● **TASK INSTRUCTIONS**
Repeat exactly, and only, the lines from the line bearing "Task: Indicate the rice" through the end of the material. Do not copy the pictures.

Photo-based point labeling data

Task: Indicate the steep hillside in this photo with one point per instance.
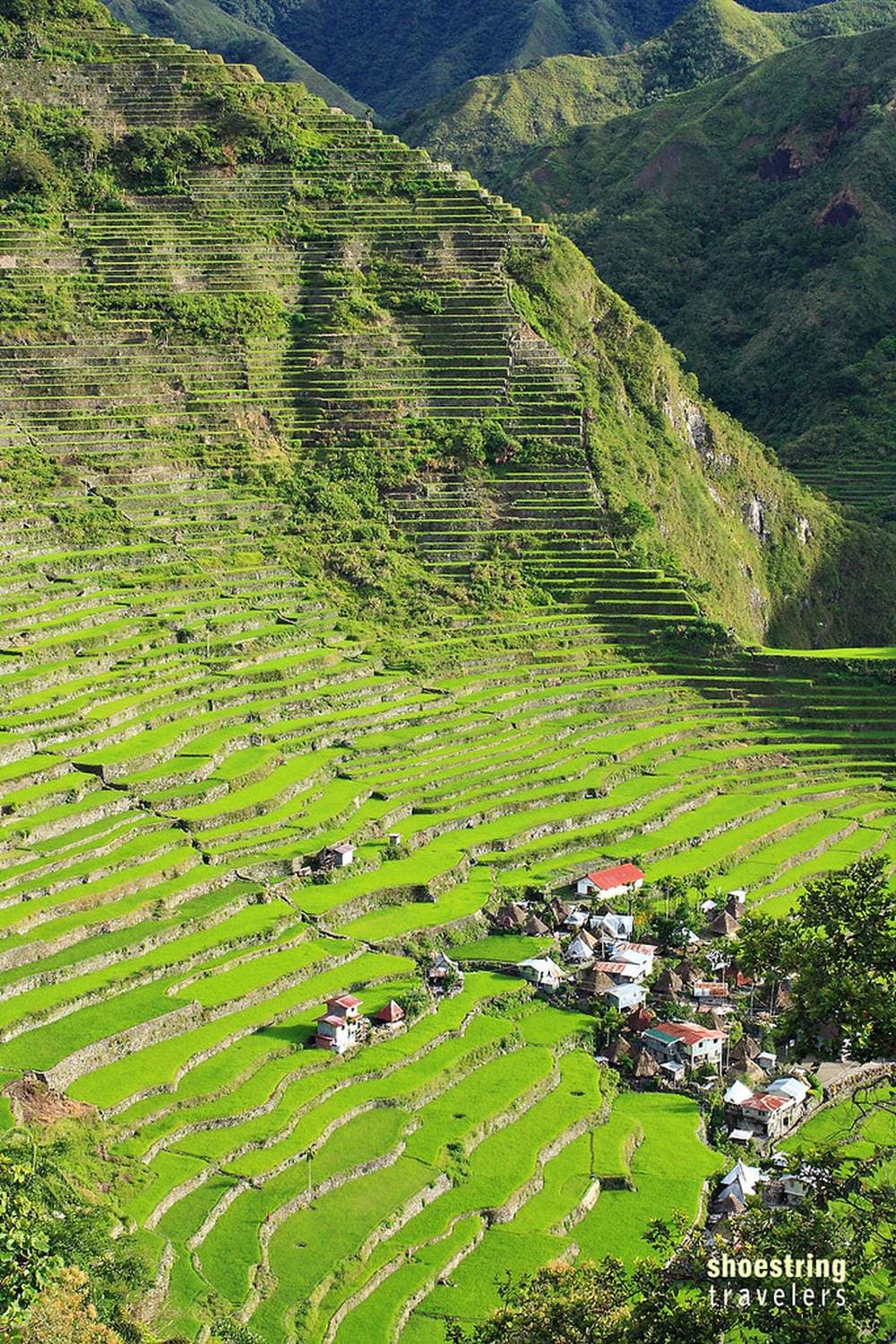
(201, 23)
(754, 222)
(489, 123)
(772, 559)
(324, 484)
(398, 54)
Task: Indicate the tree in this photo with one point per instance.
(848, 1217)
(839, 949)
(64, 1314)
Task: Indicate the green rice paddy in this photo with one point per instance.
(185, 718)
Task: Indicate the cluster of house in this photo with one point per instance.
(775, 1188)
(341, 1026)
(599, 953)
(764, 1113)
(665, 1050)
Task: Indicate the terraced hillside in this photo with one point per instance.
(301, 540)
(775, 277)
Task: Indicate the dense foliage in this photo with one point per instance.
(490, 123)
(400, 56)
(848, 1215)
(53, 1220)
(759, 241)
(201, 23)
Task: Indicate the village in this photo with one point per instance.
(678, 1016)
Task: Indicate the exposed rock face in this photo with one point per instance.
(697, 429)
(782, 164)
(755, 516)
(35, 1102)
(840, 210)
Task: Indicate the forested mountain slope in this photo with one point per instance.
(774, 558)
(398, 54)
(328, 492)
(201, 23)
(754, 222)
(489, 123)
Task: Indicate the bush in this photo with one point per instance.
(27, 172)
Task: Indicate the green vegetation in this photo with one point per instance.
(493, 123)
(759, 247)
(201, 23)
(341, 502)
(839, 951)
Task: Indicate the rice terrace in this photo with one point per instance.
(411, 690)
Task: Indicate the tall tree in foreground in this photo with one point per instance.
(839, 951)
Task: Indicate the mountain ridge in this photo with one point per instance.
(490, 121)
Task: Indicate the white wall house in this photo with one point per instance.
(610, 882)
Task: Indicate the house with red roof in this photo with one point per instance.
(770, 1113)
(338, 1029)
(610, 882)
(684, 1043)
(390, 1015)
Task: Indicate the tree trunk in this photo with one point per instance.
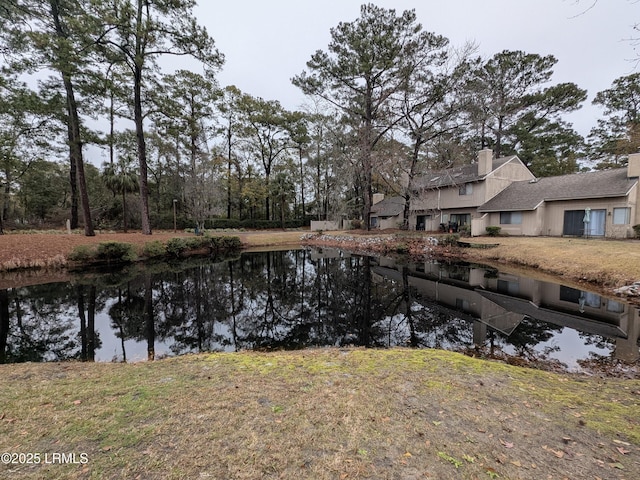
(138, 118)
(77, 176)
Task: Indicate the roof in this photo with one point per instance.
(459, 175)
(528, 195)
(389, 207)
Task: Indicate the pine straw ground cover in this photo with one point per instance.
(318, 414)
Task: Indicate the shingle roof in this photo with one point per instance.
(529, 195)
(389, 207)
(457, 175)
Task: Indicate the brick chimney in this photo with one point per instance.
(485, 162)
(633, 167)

● **SOLVED EXERCISE**
Task: Indicate the rice terrace in this photo with one point per instance.
(411, 690)
Task: Indicate the tall tree in foreground in this photo with one point per instance.
(839, 951)
Task: Indicate the mountain ridge in this photo with one point per instance.
(490, 121)
Task: Indicate the white wall house in this photo with one point per instance.
(610, 882)
Task: Indicate the house with red roof in this photo with one point per instance.
(770, 1113)
(338, 1029)
(610, 882)
(684, 1043)
(390, 1015)
Task: Indicate the tree trunk in this photo with one point per instance.
(138, 118)
(77, 176)
Task: Indicate the roof in this photo with one point per instance.
(459, 175)
(528, 195)
(389, 207)
Task: Indicate the pine straw ground cover in this photo with one point per instance.
(318, 414)
Task: Indicate the shingle roof in this photo with one point per instance.
(529, 195)
(389, 207)
(457, 175)
Task: Indicate the brick chimney in this photo with one point per instance.
(485, 162)
(633, 167)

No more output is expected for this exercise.